WHAT THE TASK REQUIRES »
Repeat everything in the material exactly.

(Stored records)

-.-.-

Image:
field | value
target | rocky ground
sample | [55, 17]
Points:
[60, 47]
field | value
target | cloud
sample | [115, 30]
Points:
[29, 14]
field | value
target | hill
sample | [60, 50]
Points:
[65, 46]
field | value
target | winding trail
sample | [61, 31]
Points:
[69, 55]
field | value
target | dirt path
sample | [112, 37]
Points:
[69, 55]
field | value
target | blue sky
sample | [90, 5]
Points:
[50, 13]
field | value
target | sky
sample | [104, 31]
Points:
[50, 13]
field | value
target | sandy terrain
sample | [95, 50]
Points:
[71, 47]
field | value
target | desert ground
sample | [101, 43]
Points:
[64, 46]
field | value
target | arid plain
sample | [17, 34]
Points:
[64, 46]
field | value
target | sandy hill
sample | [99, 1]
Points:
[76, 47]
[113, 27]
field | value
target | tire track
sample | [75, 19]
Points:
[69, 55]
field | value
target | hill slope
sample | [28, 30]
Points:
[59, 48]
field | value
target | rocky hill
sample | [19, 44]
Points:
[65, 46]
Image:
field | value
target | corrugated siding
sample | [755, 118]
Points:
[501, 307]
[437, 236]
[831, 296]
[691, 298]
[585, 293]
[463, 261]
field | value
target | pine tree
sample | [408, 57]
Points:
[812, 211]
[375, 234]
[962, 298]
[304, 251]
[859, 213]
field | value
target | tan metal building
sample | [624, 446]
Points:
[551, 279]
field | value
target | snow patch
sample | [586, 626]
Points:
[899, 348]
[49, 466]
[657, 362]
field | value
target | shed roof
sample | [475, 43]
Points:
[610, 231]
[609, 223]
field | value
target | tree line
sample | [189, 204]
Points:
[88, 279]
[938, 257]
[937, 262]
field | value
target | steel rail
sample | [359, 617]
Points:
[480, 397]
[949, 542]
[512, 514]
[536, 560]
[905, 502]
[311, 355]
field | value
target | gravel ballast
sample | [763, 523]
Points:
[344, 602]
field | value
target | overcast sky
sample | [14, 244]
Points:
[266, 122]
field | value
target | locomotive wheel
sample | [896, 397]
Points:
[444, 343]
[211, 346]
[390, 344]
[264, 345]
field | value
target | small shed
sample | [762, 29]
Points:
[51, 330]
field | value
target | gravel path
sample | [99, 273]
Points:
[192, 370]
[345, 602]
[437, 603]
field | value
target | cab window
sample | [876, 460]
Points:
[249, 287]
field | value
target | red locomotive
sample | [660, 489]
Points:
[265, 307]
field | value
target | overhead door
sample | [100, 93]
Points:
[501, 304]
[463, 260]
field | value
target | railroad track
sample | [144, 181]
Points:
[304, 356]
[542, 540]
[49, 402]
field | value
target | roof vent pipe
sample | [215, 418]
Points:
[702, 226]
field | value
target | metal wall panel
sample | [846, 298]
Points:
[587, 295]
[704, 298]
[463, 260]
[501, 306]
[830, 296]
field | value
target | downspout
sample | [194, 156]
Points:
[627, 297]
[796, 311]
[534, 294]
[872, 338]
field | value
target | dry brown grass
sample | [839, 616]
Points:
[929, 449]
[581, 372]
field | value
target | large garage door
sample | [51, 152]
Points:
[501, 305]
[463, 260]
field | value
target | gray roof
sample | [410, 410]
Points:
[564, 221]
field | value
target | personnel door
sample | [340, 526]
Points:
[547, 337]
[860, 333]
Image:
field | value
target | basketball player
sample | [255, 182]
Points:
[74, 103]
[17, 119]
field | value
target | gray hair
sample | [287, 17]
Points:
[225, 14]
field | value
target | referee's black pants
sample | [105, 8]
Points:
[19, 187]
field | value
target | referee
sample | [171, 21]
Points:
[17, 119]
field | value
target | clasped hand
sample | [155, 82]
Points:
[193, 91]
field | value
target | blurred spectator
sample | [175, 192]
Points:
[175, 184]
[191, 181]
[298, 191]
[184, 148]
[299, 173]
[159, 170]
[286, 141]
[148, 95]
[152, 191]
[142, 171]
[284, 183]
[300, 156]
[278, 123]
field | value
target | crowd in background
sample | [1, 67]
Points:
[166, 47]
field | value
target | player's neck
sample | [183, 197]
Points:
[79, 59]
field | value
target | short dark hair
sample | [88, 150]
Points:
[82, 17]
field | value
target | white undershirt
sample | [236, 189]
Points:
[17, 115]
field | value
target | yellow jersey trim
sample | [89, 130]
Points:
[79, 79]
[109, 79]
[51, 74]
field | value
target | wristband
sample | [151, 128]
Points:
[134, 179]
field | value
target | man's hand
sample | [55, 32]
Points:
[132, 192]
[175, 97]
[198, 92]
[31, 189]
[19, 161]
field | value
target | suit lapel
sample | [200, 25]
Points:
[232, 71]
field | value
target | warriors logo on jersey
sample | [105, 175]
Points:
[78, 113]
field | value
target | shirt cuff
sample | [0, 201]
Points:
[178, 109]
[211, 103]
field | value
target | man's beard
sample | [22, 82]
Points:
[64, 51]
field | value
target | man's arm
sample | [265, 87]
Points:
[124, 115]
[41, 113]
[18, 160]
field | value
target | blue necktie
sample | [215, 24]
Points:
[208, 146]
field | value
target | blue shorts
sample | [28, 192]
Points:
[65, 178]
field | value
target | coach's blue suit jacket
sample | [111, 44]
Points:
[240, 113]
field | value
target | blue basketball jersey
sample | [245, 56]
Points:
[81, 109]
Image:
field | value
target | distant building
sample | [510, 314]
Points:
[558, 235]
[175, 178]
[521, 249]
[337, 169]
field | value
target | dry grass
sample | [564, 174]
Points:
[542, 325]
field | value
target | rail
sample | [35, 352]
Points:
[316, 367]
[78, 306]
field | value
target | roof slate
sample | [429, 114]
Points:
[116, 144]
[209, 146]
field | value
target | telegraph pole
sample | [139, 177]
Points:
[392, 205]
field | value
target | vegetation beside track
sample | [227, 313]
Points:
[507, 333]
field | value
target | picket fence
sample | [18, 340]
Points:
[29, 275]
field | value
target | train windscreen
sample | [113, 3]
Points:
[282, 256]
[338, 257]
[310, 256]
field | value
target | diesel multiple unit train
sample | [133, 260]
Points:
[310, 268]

-.-.-

RESPONSE TO THE EXERCISE »
Image:
field | value
target | rocky ground
sample | [55, 17]
Points:
[60, 47]
field | value
target | cloud
sample | [115, 30]
Points:
[29, 14]
field | value
target | hill
sample | [60, 50]
Points:
[65, 46]
field | value
target | winding trail
sample | [61, 31]
Points:
[69, 55]
field | value
target | dirt path
sample | [112, 37]
Points:
[69, 55]
field | value
target | blue sky
sample | [90, 5]
Points:
[50, 13]
field | value
target | sky
sample | [104, 31]
Points:
[50, 13]
field | value
target | sandy terrain
sample | [95, 50]
Points:
[71, 47]
field | value
target | desert ground
sample | [101, 43]
Points:
[64, 46]
field | value
target | arid plain
sample | [17, 34]
Points:
[64, 46]
field | value
target | sandy hill
sample | [99, 1]
Points:
[76, 47]
[113, 27]
field | value
target | tire track
sample | [75, 19]
Points:
[69, 55]
field | value
target | hill slope
sample | [28, 30]
Points:
[59, 48]
field | value
target | rocky hill
sample | [19, 44]
Points:
[65, 46]
Image:
field | value
target | corrugated siding
sample | [755, 118]
Points:
[501, 307]
[437, 236]
[831, 296]
[691, 298]
[585, 293]
[463, 261]
field | value
target | pine tree
sample | [408, 57]
Points:
[812, 211]
[375, 234]
[962, 298]
[304, 251]
[859, 213]
field | value
target | tan metal building
sample | [624, 446]
Points:
[551, 279]
field | value
target | snow patch
sample | [586, 626]
Points:
[899, 348]
[49, 466]
[657, 362]
field | value
target | shed roof
sample | [475, 43]
Points:
[610, 231]
[609, 223]
field | value
target | tree line
sample | [189, 204]
Points:
[88, 279]
[938, 257]
[937, 262]
field | value
target | steel rail
sample | [359, 617]
Points:
[480, 397]
[949, 542]
[512, 514]
[536, 560]
[905, 502]
[311, 355]
field | value
target | gravel ballast
sample | [763, 523]
Points:
[344, 602]
field | value
target | overcast sky
sample | [14, 244]
Points:
[266, 122]
field | value
target | locomotive wheel
sample | [896, 397]
Points:
[444, 343]
[211, 346]
[390, 344]
[264, 345]
field | value
target | small shed
sample | [762, 29]
Points:
[51, 330]
field | value
target | gravel path
sample | [99, 273]
Points:
[192, 370]
[345, 602]
[437, 603]
field | value
target | cab window
sample | [876, 460]
Points:
[249, 287]
field | value
target | red locomotive
sample | [660, 489]
Points:
[265, 307]
field | value
target | overhead door
sample | [100, 93]
Points:
[501, 304]
[463, 260]
field | value
target | railroad track
sample | [144, 181]
Points:
[304, 356]
[542, 540]
[49, 402]
field | value
target | roof vent pipe
sample | [215, 418]
Points:
[702, 226]
field | value
target | metal wall panel
sample | [846, 298]
Points:
[587, 295]
[704, 298]
[463, 260]
[501, 306]
[830, 296]
field | value
target | downspout
sample | [194, 156]
Points:
[627, 297]
[796, 311]
[534, 294]
[872, 338]
field | value
target | dry brown grass
sample | [839, 616]
Points:
[929, 449]
[581, 372]
field | value
target | large garage door
sample | [51, 152]
Points:
[501, 305]
[463, 260]
field | value
target | gray roof
sample | [410, 410]
Points:
[564, 221]
field | value
target | personnel door
sample | [340, 526]
Points:
[547, 337]
[860, 333]
Image:
field | value
target | basketball player
sample | [255, 182]
Points:
[74, 103]
[17, 119]
field | value
target | gray hair
sample | [287, 17]
Points:
[225, 14]
field | value
target | referee's black pants
sample | [105, 8]
Points:
[19, 187]
field | value
target | referee
sample | [171, 21]
Points:
[17, 119]
field | value
target | clasped hand
sample | [155, 82]
Points:
[193, 91]
field | value
target | blurred spectator
sample | [175, 192]
Points:
[175, 184]
[191, 181]
[298, 191]
[184, 148]
[299, 173]
[159, 170]
[286, 141]
[148, 95]
[152, 191]
[142, 171]
[284, 183]
[300, 156]
[278, 123]
field | value
target | crowd in background
sample | [1, 67]
Points:
[166, 47]
field | value
target | player's neck
sample | [183, 197]
Points:
[79, 59]
field | value
target | short dark hair
sample | [88, 150]
Points:
[82, 17]
field | value
target | white undershirt
sample | [236, 189]
Points:
[17, 115]
field | value
target | yellow jersey trim
sample | [89, 130]
Points:
[79, 79]
[109, 79]
[51, 74]
field | value
target | wristband
sample | [151, 128]
Points:
[134, 179]
field | value
target | man's hand
sample | [55, 32]
Points:
[132, 192]
[175, 97]
[198, 92]
[31, 189]
[19, 161]
field | value
target | suit lapel
sample | [200, 25]
Points:
[232, 71]
field | value
target | warriors logo on jersey
sample | [105, 175]
Points:
[78, 113]
field | value
target | shirt cuff
sample | [0, 201]
Points:
[178, 109]
[211, 103]
field | value
target | man's beard
sample | [22, 82]
Points:
[64, 51]
field | value
target | man's arm
sample | [265, 87]
Points:
[124, 115]
[41, 113]
[18, 160]
field | value
target | blue necktie
sample | [215, 24]
Points:
[208, 146]
field | value
target | blue shorts
sample | [28, 192]
Points:
[65, 178]
field | value
target | coach's blue suit jacket
sample | [111, 44]
Points:
[240, 113]
field | value
target | blue basketball jersey
sample | [245, 56]
Points:
[81, 109]
Image:
field | value
target | distant building
sample | [510, 314]
Points:
[558, 235]
[175, 178]
[521, 249]
[337, 169]
field | value
target | dry grass
sample | [564, 174]
Points:
[542, 325]
field | value
target | rail
sample | [35, 352]
Points:
[316, 367]
[78, 306]
field | value
target | roof slate
sample | [429, 114]
Points:
[116, 144]
[209, 146]
field | value
target | telegraph pole
sample | [139, 177]
Points:
[392, 205]
field | value
target | vegetation beside track
sample | [227, 313]
Points:
[507, 333]
field | value
target | picket fence
sample | [18, 340]
Points:
[29, 275]
field | value
target | train windscreen
sample | [113, 3]
Points:
[282, 256]
[338, 257]
[310, 256]
field | value
target | diesel multiple unit train
sample | [133, 260]
Points:
[310, 268]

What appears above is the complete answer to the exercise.